▸ CHALLENGE: Output each entry verbatim and exclude every picture from it.

** START OF INPUT MATERIAL **

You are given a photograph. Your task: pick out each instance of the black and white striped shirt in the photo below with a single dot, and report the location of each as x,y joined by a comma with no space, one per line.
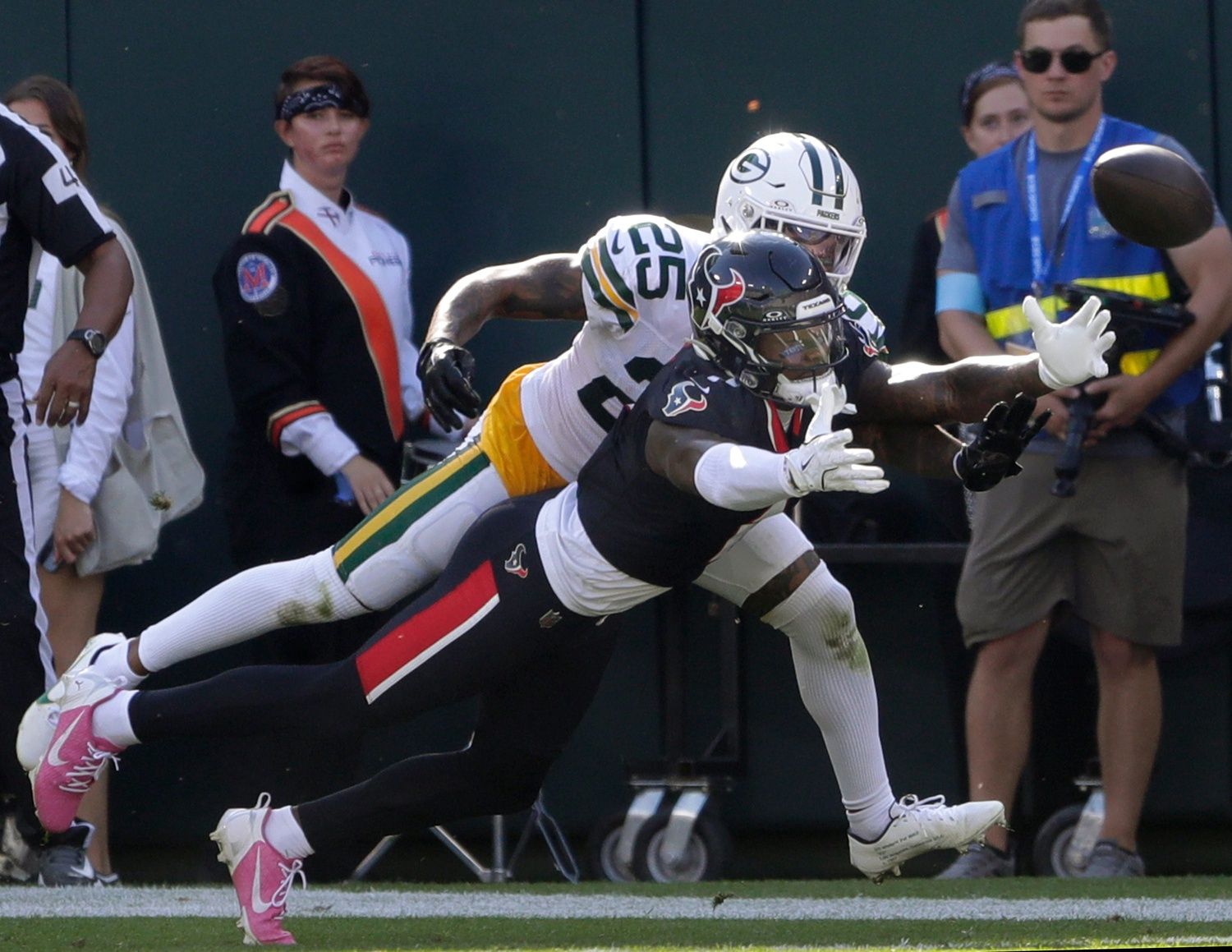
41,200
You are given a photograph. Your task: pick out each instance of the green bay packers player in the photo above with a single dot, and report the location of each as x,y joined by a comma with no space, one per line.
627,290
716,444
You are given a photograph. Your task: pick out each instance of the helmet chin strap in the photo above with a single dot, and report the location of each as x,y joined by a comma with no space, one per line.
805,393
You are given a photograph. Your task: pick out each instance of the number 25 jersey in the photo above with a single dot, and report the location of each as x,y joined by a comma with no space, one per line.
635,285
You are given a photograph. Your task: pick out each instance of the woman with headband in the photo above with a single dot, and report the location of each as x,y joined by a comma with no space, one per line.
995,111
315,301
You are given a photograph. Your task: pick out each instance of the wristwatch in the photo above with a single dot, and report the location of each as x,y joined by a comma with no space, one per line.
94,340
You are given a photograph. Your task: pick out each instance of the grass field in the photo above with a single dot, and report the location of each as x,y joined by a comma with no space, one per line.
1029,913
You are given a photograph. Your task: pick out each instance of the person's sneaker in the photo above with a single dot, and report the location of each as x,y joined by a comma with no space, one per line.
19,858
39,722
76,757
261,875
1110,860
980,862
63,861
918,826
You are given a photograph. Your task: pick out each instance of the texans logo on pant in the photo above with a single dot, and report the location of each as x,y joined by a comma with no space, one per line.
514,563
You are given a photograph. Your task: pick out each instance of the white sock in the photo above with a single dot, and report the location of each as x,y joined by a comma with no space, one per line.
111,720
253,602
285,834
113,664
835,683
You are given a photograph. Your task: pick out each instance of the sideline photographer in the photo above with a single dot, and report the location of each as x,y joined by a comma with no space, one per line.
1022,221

** END OF INPUT MATERIAL **

▸ FINAL ANSWER:
You are given a photograph. Your task: pick out each instance of the black and white striped shirt in the photo below with a single dot, and report the location of each as x,y joined by a comma with no space, one per line.
41,200
You are given a photograph. Your task: pick out each instance of the green bay packers player in the photo above with a single dot, and report the location of each as x,y joined by a comma with no space, one per line.
627,290
716,444
You are given a photograph. Your task: pick out each instance of the helmet chin strap in the photo above with a single dot, and report the location of each as x,y joined by a comma with no space, one per line.
805,393
You are given a photograph. Your task: pick out each instance of the number 25 jersey in the photo above with a single dot, and report the location of each as x,y joined by a comma with no space, one per line.
635,285
You are given a photograph. Your task: pick out each instance of the woman with headband in the photo above with a single dot, and report the location of each as x,y joined by a comma with no space, one per line.
995,111
315,301
You are given a photograph. Your task: pick out each instance of the wristwatch in the photo above with a single dot, and report the location of each as x,y joined by a comma with no space, one per line.
94,340
You are given a photograph. Your task: pick out each instance of the grass field in the photo above with a single dot, and report the location of each as x,y joined by a comma with no space, one per line.
1029,913
You are given a photograph. Your task: pick out each instance of the person's sneaker in the photo above with a single dot, and report the location of each as x,y joined by a comma with no space, one per line.
19,858
39,722
76,757
261,875
1110,860
980,862
63,861
918,826
You are given a photograph. Your task: pick out each instance of the texans logo on pant in the photo above with a single dot, and report the location of each as x,y joined by a comma with no space, one per line.
514,563
You are given a photograph. Your task: pick out each instance of the white sock in the photo above with a single dot, and report the location of each as x,y joined by a comma with no space, one per line.
111,720
253,602
285,834
113,664
835,683
You are given a photograph. Your task: pick out each instance of the sideline photographer in the photo above with a single dot, and report the location of each as x,y joined by a comma with no space, one per line.
1022,221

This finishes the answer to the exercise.